**Objective**
Copy all the entries word for word, but omit the pictures.

**Input rows**

◇ ◇ ◇ ◇

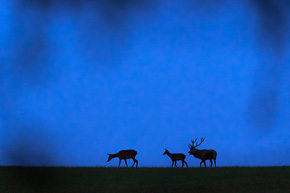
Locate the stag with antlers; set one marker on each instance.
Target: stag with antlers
(204, 154)
(175, 157)
(125, 154)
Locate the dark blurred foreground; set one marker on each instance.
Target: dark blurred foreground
(84, 179)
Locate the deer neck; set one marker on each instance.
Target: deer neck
(169, 154)
(115, 155)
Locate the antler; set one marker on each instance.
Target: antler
(192, 144)
(193, 141)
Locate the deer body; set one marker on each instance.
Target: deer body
(203, 154)
(124, 155)
(175, 157)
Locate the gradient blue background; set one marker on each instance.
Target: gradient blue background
(80, 79)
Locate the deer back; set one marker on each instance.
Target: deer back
(127, 154)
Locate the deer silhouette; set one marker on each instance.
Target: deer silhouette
(204, 154)
(175, 157)
(125, 154)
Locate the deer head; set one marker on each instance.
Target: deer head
(166, 152)
(192, 146)
(110, 157)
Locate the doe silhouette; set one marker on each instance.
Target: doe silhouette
(175, 157)
(204, 154)
(125, 154)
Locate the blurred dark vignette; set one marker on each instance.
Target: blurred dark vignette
(29, 66)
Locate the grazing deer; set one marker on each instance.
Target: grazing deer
(124, 154)
(175, 157)
(203, 154)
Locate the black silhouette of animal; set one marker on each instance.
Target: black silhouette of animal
(124, 155)
(175, 157)
(203, 154)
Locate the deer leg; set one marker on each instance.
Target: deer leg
(119, 162)
(135, 161)
(185, 163)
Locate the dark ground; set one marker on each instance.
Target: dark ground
(98, 179)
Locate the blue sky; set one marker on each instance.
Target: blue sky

◇ ◇ ◇ ◇

**Complete response**
Locate the stag with antlers; set one marker on each instance.
Target: stag with antlers
(204, 154)
(175, 157)
(125, 154)
Locate the dark blurred foreground; set one marker on each instance.
Target: dark blurred foreground
(84, 179)
Locate the deer neck; set one marker on each instance.
Target: deer neck
(169, 154)
(115, 155)
Locate the antler; set one marker on each instance.
Target: antler
(192, 144)
(193, 141)
Locate the deer body; set one marker on each instance.
Target: deer body
(203, 154)
(124, 155)
(175, 157)
Locate the gradient blue background; set one marker on each instance.
Target: gradient blue background
(80, 79)
Locate the deer back; set one marker on each instance.
Target: deer back
(127, 154)
Locate the deer silhouette; set one marker on each instance.
Target: deer silhouette
(204, 154)
(175, 157)
(125, 154)
Locate the deer head; set one marker on each instance.
Target: deer head
(166, 152)
(192, 146)
(110, 157)
Locate the doe silhouette; set one marker on each instance.
Target: doe silhouette
(175, 157)
(204, 154)
(125, 154)
Locate the blurred dark vignette; set one marker on each instance.
Target: blurred dark vignette
(29, 66)
Locate the grazing deer; set one marker on each instance.
Target: grazing deer
(124, 154)
(175, 157)
(203, 154)
Locate the black silhouette of animal; set one marker on each instance.
Target: black silhouette of animal
(124, 155)
(175, 157)
(203, 154)
Locate the deer leg; set one marker on each instance.
Target: deer leg
(119, 162)
(135, 161)
(185, 163)
Locate the dark ground; set one marker on each instance.
Target: dark ground
(98, 179)
Locate the blue sky; set one marker on each instance.
Target: blue sky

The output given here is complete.